* Exercise brief: Repeat every line of the following material exactly.

* Given data:
* * *
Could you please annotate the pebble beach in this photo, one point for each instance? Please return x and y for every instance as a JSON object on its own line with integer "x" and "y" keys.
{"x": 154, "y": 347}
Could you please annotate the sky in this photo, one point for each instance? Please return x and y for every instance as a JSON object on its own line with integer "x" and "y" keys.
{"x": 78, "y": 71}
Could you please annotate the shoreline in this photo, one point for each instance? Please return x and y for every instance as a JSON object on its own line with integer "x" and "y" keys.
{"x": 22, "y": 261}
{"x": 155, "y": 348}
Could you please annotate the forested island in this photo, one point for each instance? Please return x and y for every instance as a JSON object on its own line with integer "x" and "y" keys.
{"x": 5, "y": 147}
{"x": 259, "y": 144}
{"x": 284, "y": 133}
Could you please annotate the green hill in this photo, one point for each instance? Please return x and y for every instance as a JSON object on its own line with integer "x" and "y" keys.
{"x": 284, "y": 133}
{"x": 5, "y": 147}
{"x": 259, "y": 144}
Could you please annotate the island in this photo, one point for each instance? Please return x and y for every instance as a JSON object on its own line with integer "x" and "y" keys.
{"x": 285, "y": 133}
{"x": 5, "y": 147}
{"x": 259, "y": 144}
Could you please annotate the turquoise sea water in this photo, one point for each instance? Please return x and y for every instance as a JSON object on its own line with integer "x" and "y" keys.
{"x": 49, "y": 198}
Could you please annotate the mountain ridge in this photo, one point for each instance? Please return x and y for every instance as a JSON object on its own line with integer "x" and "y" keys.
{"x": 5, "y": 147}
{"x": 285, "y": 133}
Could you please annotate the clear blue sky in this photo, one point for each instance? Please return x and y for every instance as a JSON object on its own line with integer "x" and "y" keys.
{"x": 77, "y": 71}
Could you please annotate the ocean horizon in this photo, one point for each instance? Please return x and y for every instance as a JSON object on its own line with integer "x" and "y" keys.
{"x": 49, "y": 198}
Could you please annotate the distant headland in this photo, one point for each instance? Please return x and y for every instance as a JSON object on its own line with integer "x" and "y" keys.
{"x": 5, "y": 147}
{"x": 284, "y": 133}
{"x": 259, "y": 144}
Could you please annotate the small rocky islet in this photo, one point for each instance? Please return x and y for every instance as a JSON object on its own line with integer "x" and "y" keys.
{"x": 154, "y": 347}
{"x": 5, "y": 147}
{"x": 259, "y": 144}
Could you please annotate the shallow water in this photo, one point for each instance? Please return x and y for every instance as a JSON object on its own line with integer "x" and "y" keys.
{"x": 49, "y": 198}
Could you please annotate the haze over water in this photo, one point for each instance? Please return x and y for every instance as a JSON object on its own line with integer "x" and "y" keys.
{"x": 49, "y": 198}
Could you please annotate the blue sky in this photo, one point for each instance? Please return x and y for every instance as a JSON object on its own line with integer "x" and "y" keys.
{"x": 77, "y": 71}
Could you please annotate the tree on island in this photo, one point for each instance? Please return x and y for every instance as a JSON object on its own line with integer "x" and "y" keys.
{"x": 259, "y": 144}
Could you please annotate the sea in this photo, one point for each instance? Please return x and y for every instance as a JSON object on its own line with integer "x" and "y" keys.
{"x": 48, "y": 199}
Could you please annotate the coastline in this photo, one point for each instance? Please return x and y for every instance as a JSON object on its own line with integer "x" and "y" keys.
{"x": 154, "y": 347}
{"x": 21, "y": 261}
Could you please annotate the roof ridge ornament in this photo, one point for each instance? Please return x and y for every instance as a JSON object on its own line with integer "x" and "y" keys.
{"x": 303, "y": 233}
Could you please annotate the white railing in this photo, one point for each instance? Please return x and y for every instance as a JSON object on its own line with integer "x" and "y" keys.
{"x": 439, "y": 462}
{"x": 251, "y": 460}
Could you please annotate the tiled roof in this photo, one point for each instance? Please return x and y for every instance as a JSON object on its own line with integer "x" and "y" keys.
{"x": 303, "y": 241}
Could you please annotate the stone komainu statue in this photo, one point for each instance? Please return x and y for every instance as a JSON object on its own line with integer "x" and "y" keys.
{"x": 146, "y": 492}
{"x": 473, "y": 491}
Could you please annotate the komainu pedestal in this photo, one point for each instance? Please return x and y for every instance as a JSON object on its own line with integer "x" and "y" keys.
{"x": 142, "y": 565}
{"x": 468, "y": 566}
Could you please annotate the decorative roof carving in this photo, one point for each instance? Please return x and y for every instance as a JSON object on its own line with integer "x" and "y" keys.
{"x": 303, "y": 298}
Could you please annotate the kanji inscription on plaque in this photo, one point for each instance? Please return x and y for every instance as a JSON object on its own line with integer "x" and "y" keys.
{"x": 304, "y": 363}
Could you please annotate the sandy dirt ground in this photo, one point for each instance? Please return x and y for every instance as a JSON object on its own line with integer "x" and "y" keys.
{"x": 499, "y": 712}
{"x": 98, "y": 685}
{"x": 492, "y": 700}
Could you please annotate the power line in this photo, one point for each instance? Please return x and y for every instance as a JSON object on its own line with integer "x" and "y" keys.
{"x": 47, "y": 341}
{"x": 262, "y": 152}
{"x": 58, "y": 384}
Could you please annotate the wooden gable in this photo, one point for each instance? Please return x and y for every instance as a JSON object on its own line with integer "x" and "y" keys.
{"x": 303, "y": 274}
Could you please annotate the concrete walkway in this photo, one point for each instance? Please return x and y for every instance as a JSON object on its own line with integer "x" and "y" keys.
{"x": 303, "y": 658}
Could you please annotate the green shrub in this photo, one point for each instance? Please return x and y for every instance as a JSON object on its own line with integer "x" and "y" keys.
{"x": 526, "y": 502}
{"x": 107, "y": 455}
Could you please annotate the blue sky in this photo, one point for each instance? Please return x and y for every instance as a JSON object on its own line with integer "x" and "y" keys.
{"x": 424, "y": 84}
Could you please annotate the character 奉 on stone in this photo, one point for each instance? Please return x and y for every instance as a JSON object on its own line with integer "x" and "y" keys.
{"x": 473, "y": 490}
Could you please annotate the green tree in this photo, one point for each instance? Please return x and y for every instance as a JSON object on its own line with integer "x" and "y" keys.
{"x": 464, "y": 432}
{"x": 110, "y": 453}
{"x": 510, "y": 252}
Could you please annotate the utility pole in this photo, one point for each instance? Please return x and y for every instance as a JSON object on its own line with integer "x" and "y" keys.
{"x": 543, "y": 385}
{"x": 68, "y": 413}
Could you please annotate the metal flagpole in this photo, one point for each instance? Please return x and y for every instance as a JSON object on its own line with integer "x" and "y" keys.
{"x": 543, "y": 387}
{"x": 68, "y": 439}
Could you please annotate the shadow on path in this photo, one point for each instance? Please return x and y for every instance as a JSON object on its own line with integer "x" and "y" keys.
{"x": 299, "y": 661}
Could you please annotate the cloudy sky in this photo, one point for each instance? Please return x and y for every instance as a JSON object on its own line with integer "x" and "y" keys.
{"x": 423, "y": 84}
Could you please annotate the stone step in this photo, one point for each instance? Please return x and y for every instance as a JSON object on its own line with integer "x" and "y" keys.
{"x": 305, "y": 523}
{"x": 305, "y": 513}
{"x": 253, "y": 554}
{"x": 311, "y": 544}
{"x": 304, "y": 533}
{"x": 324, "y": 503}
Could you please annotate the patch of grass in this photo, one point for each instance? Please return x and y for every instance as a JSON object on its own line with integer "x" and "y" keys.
* * *
* Task result:
Could you please annotate the pebble beach in this photo, one point for each instance? Please return x and y for every instance as a JSON object on its own line with integer "x" and "y" keys.
{"x": 154, "y": 347}
Could you please annotate the sky in this photo, one point for each instance? Please return x and y for every instance as a JSON object on its own line with integer "x" and "y" keys.
{"x": 78, "y": 71}
Could you please annotate the shoreline in this photo, one point for each instance? Please return x and y for every instance as a JSON object on its own line with integer "x" and "y" keys.
{"x": 22, "y": 261}
{"x": 155, "y": 348}
Could you please annotate the forested island in this photo, one point for each instance? Please return x and y for every instance as a JSON object on its own line with integer "x" and "y" keys.
{"x": 5, "y": 147}
{"x": 259, "y": 144}
{"x": 284, "y": 133}
Could you please annotate the green hill in this photo, one point for each instance? Please return x and y for every instance as a JSON object on its own line with integer "x" and "y" keys.
{"x": 284, "y": 133}
{"x": 5, "y": 147}
{"x": 259, "y": 144}
Could you please annotate the island in this photo, one point for each instance? Please return x and y for every instance as a JSON object on its own line with integer "x" and "y" keys.
{"x": 285, "y": 133}
{"x": 5, "y": 147}
{"x": 259, "y": 144}
Could you please annotate the turquoise sea water in this photo, one point for each instance? Please return x and y for every instance as a JSON object on its own line with integer "x" and "y" keys.
{"x": 49, "y": 198}
Could you please annotate the mountain ridge in this photo, one point for each instance? Please return x and y for every instance as a JSON object on its own line with integer "x" and "y" keys.
{"x": 5, "y": 147}
{"x": 285, "y": 133}
Could you please annotate the clear blue sky in this photo, one point for each instance? Please return x and y for every instance as a JSON object on its own line with integer "x" and "y" keys.
{"x": 77, "y": 71}
Could you please annotate the ocean horizon in this photo, one point for each instance? Please return x and y for every instance as a JSON object on its own line with integer "x" and "y" keys.
{"x": 49, "y": 198}
Could you please annotate the distant headland in this photo, one point for each instance? Please return x and y for every instance as a JSON object on its own line with integer "x" and "y" keys.
{"x": 5, "y": 147}
{"x": 284, "y": 133}
{"x": 259, "y": 144}
Could you please annotate the small rocky islet in this photo, one point for each instance? Please return x and y for every instance as a JSON object on its own line with integer "x" and "y" keys.
{"x": 154, "y": 347}
{"x": 5, "y": 147}
{"x": 259, "y": 144}
Could you please annotate the shallow water in this photo, one point for each instance? Please return x and y for every instance as a JSON object on its own line with integer "x" and "y" keys.
{"x": 49, "y": 198}
Could you please annotate the haze over water in this photo, one point for each instance? Please return x and y for every instance as a JSON object on its own line with integer "x" and "y" keys.
{"x": 49, "y": 198}
Could you please annotate the blue sky in this photo, one point for each instance? Please return x and y for every instance as a JSON object on its own line with integer "x" and "y" keys.
{"x": 77, "y": 71}
Could you please annotate the tree on island in this photo, one point for each instance? Please return x and y for every instance as a JSON object on its own line with integer "x" and "y" keys.
{"x": 259, "y": 144}
Could you please annotate the sea in this photo, one point for each instance? Please return x and y for every instance as a JSON object on its own line with integer "x" and "y" keys.
{"x": 48, "y": 199}
Could you please annotate the coastline in this photo, one point for each instance? Please return x and y for every instance as a JSON object on its own line with integer "x" and "y" keys.
{"x": 154, "y": 347}
{"x": 21, "y": 261}
Could you please annotate the roof ridge ornament in this photo, one point for each instance? Please return x and y for every instance as a JSON object on its own line with integer "x" and "y" keys.
{"x": 303, "y": 233}
Could you please annotate the white railing in this photo, one point for each instance? Please return x and y for every instance as a JSON object on its own line with integer "x" and "y" keys.
{"x": 439, "y": 462}
{"x": 251, "y": 460}
Could you please annotate the tiled roof in this photo, one point for each instance? Please return x and y for every instance as a JSON object on its own line with integer "x" and "y" keys.
{"x": 303, "y": 241}
Could you please annotate the stone komainu statue in this photo, one point for each instance? Please return x and y for every instance as a JSON object on its own line with integer "x" and "y" keys.
{"x": 146, "y": 492}
{"x": 473, "y": 491}
Could you please annotate the komainu pedestal in this photo, one point for each instance? Please return x and y for every instance as a JSON object on its own line with integer "x" and "y" keys.
{"x": 142, "y": 565}
{"x": 468, "y": 566}
Could you please annotate the decorative roof carving in this photo, one point for each instance? Please return x and y for every instance as a JSON object on its own line with integer "x" and "y" keys.
{"x": 303, "y": 298}
Could you please annotate the kanji inscription on plaque in this photo, one point for each instance? Please return x and y for every instance as a JSON object on its own line with integer "x" and "y" keys.
{"x": 304, "y": 363}
Could you please annotate the sandy dirt ground in this photo, one point for each instance? Please return x and y for every instance as a JSON object on its own line with integer "x" and "y" keys.
{"x": 499, "y": 712}
{"x": 98, "y": 685}
{"x": 492, "y": 700}
Could you please annotate the power line in this photo, one point for each instance? Please return x and y for every instance as a JSON object on its own line with integer "x" and "y" keys.
{"x": 47, "y": 341}
{"x": 262, "y": 152}
{"x": 58, "y": 384}
Could you please annotate the wooden gable in this photo, one point for each instance? Please return x and y for every instance as a JSON object on its own line with integer "x" and "y" keys.
{"x": 303, "y": 274}
Could you please annotate the concrete walkway in this photo, one point for each instance? Please return x and y for every instance as a JSON object on its own line with integer "x" and "y" keys.
{"x": 303, "y": 658}
Could you please annotate the green shrub in this photo, one point for each instance? Please return x and y for every instance as a JSON object on its own line with integer "x" and "y" keys.
{"x": 526, "y": 502}
{"x": 107, "y": 455}
Could you please annotate the blue sky in this photo, one point for each instance? Please return x and y for every instance as a JSON object on its own line with integer "x" and "y" keys.
{"x": 424, "y": 84}
Could you please annotate the character 奉 on stone in this photo, one point for each instance? Please return x and y for every instance as a JSON object on its own line with integer "x" and "y" keys.
{"x": 473, "y": 490}
Could you please annotate the green tree in this photo, one point for each instance? Please return x and y for every instance as a JSON object on its own line with integer "x" and "y" keys.
{"x": 464, "y": 432}
{"x": 110, "y": 453}
{"x": 510, "y": 252}
Could you please annotate the utility pole in this photo, one point for each instance? Please return x and y for every instance as a JSON object on its own line with integer "x" and "y" keys.
{"x": 543, "y": 385}
{"x": 68, "y": 413}
Could you please annotate the metal flagpole in this photo, one point for each instance? Please return x and y for every instance as a JSON object on its own line with integer "x" and "y" keys.
{"x": 543, "y": 387}
{"x": 68, "y": 439}
Could you please annotate the shadow on path in this photo, one point for each instance? Please return x and y for every instance as a JSON object on its own line with integer "x" and "y" keys.
{"x": 299, "y": 661}
Could you please annotate the cloudy sky in this photo, one point for each instance? Please return x and y for every instance as a JSON object on its own line with integer "x" and "y" keys.
{"x": 423, "y": 84}
Could you please annotate the stone step in this photo, one point for each instance? Please return x and y for every instance as a JSON object on its own line with integer "x" and "y" keys.
{"x": 305, "y": 523}
{"x": 305, "y": 513}
{"x": 253, "y": 554}
{"x": 311, "y": 544}
{"x": 304, "y": 533}
{"x": 324, "y": 503}
Could you please annotate the patch of grass in this photo, one point for each instance? Please return x and y for every instance as a JSON object on its own line with integer "x" and "y" keys.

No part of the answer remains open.